■ **Supplied text**:

>> start

Suppose you must compute the product of four matrices A·B·C·D. Matrix multiplication is associative: ((A·B)·C)·D and A·(B·(C·D)) and (A·B)·(C·D) all give the same final matrix. So why would anyone care which order you choose? Because the amount of arithmetic — the number of individual scalar multiplications the computer actually performs — depends dramatically on the grouping.

Multiplying a p × q matrix by a q × r matrix costs p·q·r scalar multiplications and produces a p × r matrix. That single formula is the engine of the whole topic. When you chain several matrices, each pairwise multiply you choose to do "first" changes the dimensions of the intermediate result, which changes the cost of every later multiply. The differences are not small: for a realistic chain the cheapest order can be thousands of times faster than the most expensive one, even though both compute the identical answer.

Matrix Chain Multiplication (MCM) is the classic problem: given the dimensions of n matrices, find the parenthesization that minimizes the total number of scalar multiplications. You are not asked to actually multiply the matrices — only to decide the order. The order is then handed to whatever code does the real multiplication.

The naive approach — try every possible parenthesization — is hopeless. The number of ways to parenthesize n matrices is the Catalan number C(n-1), which grows faster than 2ⁿ. For 20 matrices there are already over a billion parenthesizations. We need something smarter.

>> end

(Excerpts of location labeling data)
>> start

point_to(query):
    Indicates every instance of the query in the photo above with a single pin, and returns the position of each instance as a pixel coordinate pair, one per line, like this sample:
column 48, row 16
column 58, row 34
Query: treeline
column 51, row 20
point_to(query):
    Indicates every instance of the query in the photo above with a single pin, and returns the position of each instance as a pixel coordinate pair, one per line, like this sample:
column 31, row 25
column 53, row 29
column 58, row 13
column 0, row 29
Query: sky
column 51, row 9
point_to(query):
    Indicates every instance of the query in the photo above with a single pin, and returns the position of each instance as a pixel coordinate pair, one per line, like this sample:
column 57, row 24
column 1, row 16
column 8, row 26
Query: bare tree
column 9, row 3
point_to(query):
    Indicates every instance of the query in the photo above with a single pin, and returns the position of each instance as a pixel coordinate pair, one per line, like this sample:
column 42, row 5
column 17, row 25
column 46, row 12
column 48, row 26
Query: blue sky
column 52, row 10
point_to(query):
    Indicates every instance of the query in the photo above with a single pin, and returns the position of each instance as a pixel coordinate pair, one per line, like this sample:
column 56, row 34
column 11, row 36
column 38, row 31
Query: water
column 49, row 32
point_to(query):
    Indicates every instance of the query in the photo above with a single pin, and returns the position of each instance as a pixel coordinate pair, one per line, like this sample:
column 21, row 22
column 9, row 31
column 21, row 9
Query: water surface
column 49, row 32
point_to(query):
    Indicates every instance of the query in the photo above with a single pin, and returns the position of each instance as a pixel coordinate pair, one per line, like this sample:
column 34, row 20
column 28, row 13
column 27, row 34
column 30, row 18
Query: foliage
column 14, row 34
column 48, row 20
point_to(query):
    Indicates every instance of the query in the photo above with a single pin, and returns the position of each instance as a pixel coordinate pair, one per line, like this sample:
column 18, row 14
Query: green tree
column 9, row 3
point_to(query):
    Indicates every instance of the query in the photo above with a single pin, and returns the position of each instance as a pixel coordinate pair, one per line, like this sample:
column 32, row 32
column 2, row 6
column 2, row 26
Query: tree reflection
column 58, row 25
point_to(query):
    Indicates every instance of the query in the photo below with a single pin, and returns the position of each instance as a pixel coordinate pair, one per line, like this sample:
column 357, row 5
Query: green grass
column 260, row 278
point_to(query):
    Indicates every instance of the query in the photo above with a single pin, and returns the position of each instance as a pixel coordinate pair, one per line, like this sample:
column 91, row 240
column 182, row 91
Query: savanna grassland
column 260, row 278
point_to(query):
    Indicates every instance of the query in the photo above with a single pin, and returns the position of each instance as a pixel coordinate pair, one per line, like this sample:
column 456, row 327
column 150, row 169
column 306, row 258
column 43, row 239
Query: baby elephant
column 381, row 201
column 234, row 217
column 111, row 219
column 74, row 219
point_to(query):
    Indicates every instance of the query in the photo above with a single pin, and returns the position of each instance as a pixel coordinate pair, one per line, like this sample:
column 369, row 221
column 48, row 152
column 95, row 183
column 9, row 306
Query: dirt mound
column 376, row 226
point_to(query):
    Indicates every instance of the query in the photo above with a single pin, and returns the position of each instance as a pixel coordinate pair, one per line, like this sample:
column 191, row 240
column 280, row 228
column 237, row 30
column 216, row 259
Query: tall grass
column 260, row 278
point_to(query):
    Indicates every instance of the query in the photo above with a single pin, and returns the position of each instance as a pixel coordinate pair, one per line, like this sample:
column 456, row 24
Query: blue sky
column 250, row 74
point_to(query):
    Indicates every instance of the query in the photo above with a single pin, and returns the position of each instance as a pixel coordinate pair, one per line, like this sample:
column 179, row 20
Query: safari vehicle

>> end

■ **What the exercise asks**: According to the matrix chain multiplication text, how many scalar multiplications does it cost to multiply a p × q matrix by a q × r matrix?

■ **The answer**: p·q·r scalar multiplications.